--- SOURCE MATERIAL ---

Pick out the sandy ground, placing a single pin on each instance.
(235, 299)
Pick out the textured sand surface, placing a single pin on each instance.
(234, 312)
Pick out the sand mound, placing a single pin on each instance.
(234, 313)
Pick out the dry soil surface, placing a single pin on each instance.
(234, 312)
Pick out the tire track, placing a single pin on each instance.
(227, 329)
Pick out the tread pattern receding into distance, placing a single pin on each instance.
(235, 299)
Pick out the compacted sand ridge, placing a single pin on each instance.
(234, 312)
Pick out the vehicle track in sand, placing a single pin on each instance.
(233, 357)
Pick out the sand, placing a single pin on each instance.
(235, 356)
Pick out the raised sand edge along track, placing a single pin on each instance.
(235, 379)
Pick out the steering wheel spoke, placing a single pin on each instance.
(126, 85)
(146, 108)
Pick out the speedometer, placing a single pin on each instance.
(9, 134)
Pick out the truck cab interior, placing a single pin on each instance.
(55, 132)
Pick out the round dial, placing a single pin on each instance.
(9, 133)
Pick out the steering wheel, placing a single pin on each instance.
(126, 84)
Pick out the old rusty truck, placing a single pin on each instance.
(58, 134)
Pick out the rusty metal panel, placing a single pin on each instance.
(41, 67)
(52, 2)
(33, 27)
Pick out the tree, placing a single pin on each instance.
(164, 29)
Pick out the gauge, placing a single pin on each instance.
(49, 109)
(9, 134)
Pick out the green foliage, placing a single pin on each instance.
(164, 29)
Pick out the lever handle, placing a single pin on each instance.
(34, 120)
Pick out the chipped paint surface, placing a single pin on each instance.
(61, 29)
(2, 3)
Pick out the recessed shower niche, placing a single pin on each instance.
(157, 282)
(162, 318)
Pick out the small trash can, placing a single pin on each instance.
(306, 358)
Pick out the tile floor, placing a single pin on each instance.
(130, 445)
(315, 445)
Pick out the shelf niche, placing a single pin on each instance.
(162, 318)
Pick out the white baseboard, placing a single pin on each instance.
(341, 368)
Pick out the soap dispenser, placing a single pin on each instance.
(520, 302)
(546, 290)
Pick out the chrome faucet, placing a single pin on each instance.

---

Quote each line of the data above exactly as written.

▶ SOLVED PROBLEM
Pick out the sandy ground, placing a single pin on each instance.
(235, 299)
Pick out the textured sand surface, placing a single pin on each instance.
(234, 312)
Pick out the sand mound, placing a single pin on each instance.
(234, 313)
Pick out the dry soil surface, placing a single pin on each instance.
(234, 312)
Pick out the tire track, placing a single pin on each instance.
(227, 329)
Pick out the tread pattern receding into distance, placing a single pin on each instance.
(235, 299)
Pick out the compacted sand ridge, placing a single pin on each instance.
(234, 312)
Pick out the vehicle track in sand, placing a single pin on each instance.
(233, 357)
Pick out the sand, placing a single pin on each instance.
(235, 356)
Pick out the raised sand edge along track, placing a single pin on each instance.
(235, 379)
Pick out the steering wheel spoke, placing a single pin on each instance.
(126, 85)
(146, 108)
Pick out the speedometer, placing a single pin on each instance.
(9, 134)
Pick out the truck cab interior, placing a single pin on each instance.
(55, 132)
Pick out the round dial, placing a single pin on each instance.
(9, 133)
Pick out the steering wheel, placing a single pin on each instance.
(126, 84)
Pick out the old rusty truck, placing a single pin on each instance.
(58, 134)
Pick out the rusty metal panel, placing a single pin on each instance.
(41, 67)
(52, 2)
(33, 27)
Pick out the tree, placing a single pin on each instance.
(164, 29)
Pick out the gauge, placing a single pin on each instance.
(49, 109)
(9, 134)
Pick out the green foliage, placing a single pin on each instance.
(164, 29)
Pick out the lever handle, placing a single pin on each instance.
(34, 120)
Pick out the chipped paint surface, placing a single pin on each instance.
(61, 29)
(2, 3)
Pick out the recessed shower niche, placing a single pin on each instance.
(157, 282)
(162, 318)
Pick out the small trash can, placing a single pin on each instance.
(306, 358)
Pick out the tile floor, placing a single pin on each instance.
(130, 445)
(315, 445)
Pick out the shelf niche, placing a single pin on each instance.
(162, 318)
Pick out the white baseboard, placing a single pin on each instance.
(341, 368)
Pick out the soap dispenser, placing a single pin on each instance.
(520, 302)
(546, 290)
Pick out the chrome faucet, placing a single pin on each instance.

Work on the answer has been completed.